_To do_: Looking through the listing that follows, count the lines that contain "blouse" and give only that number.

::::::

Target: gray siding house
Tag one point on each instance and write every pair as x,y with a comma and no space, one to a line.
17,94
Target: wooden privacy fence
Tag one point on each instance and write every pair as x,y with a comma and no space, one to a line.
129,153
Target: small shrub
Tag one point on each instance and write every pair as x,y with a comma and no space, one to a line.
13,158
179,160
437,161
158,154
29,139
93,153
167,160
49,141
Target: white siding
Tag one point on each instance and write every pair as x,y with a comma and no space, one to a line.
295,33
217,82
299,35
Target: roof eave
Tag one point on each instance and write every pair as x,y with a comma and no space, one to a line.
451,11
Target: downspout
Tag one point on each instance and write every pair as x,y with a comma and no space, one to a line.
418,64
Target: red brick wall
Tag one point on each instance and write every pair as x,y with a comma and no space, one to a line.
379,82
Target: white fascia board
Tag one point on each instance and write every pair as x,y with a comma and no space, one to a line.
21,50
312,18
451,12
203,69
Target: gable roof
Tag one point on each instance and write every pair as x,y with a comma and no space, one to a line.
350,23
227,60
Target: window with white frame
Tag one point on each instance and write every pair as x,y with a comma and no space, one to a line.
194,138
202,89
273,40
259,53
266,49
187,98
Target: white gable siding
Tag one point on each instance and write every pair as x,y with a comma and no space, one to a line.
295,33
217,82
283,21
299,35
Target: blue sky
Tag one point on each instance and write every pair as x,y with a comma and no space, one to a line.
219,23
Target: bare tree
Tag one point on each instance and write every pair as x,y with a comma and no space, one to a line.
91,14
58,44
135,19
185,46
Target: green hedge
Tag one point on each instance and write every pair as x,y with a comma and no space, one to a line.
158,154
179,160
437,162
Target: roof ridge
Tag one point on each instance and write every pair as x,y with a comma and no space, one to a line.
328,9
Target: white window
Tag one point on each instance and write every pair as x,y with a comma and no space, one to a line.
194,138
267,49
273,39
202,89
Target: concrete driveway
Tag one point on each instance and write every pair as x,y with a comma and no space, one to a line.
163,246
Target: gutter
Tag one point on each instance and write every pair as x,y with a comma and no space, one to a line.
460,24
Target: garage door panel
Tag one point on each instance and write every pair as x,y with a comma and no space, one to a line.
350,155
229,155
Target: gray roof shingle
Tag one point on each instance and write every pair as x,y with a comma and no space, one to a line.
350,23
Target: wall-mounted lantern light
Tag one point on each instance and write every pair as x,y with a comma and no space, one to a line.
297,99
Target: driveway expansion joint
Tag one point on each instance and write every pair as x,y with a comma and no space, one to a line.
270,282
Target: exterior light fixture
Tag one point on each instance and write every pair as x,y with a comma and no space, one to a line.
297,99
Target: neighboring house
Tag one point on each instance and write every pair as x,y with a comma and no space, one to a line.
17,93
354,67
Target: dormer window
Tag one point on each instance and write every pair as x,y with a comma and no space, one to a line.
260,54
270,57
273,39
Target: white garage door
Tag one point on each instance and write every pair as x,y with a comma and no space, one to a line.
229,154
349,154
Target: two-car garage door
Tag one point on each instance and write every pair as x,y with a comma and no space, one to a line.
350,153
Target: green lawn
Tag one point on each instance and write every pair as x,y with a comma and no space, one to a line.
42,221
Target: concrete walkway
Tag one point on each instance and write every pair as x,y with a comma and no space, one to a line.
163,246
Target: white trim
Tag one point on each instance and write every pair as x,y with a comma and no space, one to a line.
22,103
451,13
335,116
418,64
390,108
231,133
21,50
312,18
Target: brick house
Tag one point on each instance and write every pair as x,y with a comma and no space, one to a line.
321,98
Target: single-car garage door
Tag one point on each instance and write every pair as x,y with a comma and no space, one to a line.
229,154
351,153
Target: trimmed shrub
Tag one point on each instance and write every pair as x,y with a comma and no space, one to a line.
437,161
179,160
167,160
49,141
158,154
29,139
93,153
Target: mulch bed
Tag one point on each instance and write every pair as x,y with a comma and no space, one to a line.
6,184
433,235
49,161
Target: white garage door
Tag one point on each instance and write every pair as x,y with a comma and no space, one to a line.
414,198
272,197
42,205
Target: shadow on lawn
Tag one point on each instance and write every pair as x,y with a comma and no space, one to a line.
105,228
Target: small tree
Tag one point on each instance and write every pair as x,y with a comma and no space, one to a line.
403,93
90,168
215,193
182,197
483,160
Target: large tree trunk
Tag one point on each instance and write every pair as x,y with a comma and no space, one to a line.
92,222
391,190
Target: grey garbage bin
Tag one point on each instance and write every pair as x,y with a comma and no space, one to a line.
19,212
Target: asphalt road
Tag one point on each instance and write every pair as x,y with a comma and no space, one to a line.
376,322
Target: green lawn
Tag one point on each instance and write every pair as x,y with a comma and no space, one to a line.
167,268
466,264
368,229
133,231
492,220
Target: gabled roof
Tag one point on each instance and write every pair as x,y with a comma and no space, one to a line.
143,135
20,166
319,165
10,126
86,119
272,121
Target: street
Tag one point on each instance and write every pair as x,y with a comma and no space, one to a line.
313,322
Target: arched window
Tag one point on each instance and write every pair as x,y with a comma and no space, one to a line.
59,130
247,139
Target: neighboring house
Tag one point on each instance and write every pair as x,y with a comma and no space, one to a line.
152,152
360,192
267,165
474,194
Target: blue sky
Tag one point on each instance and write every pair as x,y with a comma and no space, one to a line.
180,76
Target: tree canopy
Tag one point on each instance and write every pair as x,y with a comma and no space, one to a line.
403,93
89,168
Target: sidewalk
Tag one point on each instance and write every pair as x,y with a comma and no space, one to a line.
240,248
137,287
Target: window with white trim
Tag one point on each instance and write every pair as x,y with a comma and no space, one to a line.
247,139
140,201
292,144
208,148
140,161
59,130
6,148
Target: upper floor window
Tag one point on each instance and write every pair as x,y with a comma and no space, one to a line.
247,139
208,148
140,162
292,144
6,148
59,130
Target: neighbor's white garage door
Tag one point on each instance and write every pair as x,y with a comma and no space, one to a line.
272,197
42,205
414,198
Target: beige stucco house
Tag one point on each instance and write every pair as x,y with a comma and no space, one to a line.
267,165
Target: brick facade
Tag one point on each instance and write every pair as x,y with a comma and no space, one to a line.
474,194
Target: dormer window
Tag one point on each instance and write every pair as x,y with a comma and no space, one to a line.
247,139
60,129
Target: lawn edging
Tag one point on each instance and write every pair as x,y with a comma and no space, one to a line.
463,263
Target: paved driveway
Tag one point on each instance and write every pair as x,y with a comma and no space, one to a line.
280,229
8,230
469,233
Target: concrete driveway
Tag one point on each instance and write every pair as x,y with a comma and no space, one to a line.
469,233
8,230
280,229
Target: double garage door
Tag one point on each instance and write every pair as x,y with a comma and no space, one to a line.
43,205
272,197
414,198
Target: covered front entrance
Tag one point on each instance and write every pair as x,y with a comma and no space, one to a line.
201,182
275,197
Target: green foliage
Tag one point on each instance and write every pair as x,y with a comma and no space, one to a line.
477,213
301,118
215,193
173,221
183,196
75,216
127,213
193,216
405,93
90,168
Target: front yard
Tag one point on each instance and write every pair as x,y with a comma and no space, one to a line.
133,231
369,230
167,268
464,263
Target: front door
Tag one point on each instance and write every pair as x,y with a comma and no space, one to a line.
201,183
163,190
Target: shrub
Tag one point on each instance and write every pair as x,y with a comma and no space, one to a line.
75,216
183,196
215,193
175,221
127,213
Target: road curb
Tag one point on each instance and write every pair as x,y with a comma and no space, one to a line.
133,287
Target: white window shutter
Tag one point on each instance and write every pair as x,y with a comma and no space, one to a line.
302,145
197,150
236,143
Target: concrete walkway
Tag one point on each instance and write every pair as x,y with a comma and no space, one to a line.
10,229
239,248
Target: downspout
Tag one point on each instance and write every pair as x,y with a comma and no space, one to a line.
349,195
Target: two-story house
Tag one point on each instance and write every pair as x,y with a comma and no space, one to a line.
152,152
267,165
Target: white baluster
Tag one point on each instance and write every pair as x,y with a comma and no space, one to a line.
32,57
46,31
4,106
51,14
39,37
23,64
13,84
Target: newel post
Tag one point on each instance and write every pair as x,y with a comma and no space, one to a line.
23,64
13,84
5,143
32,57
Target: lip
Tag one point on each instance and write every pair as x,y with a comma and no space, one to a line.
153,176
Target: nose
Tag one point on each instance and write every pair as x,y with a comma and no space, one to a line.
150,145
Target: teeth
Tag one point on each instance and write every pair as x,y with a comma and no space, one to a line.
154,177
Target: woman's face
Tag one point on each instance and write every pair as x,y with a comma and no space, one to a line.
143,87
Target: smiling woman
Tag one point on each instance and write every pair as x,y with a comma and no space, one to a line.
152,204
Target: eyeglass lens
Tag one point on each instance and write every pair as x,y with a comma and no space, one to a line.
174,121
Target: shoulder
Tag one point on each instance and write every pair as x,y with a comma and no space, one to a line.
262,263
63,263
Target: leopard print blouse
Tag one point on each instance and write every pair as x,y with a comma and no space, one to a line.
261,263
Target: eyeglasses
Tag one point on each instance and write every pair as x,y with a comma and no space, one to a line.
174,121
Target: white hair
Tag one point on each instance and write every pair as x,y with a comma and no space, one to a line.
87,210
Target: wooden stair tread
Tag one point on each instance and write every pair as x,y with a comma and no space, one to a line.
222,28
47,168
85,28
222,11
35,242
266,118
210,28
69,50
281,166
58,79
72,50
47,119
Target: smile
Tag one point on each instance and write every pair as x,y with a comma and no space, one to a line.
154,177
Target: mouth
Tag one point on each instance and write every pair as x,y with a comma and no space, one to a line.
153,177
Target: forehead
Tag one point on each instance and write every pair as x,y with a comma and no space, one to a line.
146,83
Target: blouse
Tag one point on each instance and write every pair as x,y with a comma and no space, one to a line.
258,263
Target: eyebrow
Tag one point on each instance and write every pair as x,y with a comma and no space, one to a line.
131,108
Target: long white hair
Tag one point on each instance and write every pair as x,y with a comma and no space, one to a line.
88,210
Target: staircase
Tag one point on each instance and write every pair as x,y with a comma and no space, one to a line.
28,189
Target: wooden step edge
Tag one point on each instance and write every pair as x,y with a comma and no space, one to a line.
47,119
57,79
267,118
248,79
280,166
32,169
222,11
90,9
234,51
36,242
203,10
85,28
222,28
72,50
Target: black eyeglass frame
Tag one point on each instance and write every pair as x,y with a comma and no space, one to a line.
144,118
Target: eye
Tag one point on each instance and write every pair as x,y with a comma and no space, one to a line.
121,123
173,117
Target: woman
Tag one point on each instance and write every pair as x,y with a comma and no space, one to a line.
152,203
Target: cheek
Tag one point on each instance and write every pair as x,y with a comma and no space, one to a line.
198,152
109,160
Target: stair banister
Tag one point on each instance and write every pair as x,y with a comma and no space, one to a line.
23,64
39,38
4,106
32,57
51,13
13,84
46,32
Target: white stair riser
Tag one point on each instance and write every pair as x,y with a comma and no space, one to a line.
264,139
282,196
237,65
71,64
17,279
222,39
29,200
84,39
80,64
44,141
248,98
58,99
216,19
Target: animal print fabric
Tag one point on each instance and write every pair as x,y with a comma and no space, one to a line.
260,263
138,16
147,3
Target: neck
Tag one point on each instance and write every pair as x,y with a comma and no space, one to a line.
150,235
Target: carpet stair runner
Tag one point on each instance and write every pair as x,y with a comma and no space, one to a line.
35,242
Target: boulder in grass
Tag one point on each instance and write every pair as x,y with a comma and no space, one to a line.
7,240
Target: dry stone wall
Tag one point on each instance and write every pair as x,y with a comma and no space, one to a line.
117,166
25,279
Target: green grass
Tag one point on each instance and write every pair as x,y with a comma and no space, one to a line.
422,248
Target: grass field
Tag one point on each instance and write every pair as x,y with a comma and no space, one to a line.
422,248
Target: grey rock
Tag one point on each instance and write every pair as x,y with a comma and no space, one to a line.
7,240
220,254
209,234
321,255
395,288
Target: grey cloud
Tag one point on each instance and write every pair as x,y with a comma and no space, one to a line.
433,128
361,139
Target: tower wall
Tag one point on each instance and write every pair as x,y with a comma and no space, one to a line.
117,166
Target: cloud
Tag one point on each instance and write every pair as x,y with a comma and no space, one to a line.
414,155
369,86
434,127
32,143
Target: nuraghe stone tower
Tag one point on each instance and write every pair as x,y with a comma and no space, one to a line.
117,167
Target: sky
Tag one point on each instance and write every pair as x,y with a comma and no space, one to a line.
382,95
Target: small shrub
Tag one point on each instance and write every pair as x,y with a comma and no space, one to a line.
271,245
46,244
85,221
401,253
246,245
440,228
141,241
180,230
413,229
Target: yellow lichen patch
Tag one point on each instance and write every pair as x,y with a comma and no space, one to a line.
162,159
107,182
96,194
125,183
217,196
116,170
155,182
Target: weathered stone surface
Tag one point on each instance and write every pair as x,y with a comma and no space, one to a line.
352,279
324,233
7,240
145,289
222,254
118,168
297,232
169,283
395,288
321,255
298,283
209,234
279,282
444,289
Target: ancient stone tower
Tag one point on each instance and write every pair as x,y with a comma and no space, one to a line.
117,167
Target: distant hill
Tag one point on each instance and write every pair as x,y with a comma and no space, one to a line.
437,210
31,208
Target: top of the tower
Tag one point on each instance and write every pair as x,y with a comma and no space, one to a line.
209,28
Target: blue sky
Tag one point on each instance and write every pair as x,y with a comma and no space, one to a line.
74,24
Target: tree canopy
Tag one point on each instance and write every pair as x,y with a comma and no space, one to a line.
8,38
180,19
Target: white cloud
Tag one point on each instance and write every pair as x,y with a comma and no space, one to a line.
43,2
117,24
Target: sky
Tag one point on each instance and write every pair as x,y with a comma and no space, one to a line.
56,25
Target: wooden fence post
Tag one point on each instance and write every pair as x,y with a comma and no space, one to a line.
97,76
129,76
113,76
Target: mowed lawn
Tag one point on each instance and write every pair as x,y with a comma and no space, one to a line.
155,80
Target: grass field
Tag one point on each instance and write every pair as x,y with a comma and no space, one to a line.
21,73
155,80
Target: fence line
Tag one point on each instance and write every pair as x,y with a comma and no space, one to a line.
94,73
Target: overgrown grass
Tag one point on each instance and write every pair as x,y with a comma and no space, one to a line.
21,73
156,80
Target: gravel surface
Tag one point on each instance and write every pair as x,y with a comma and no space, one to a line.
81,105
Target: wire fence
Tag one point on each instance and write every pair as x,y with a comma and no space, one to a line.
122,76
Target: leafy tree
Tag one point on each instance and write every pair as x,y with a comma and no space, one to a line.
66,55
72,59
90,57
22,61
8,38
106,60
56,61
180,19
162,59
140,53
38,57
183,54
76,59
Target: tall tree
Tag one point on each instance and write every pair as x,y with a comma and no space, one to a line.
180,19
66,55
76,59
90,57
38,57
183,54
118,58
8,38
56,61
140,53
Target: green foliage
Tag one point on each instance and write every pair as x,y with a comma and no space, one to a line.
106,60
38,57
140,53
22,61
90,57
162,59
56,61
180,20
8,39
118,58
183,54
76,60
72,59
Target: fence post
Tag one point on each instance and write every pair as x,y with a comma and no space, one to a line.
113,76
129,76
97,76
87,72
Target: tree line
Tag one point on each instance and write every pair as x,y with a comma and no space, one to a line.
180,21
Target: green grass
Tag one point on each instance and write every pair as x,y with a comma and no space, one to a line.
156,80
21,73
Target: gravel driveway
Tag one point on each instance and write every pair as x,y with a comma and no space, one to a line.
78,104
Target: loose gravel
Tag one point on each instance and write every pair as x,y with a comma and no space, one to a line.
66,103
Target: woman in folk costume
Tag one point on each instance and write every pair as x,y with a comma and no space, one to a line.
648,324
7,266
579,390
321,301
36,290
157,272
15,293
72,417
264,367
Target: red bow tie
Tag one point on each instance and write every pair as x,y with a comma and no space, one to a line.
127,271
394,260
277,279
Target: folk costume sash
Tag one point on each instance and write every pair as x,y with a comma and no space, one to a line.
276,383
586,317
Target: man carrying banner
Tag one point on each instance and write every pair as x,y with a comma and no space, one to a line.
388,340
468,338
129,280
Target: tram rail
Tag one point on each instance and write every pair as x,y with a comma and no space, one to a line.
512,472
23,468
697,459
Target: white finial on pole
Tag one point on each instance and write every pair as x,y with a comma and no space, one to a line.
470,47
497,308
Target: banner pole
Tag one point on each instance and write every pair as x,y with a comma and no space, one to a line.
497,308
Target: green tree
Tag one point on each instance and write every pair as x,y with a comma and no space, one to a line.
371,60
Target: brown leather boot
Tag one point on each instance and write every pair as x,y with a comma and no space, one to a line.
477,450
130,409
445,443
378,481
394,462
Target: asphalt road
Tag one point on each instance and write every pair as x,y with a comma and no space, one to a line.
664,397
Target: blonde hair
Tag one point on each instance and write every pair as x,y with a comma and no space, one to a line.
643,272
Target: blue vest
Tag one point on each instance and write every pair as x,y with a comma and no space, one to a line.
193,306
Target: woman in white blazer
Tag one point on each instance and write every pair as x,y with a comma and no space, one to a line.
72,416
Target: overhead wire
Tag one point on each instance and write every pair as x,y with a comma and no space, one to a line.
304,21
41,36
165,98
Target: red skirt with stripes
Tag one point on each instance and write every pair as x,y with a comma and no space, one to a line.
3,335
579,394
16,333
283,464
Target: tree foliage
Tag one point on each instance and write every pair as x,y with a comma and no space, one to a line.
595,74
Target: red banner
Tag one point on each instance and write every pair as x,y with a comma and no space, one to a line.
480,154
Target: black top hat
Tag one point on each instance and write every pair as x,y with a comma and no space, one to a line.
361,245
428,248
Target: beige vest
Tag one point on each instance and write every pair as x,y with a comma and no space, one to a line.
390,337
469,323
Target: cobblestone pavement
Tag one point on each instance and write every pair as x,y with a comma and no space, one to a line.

::::::

_Reply_: 2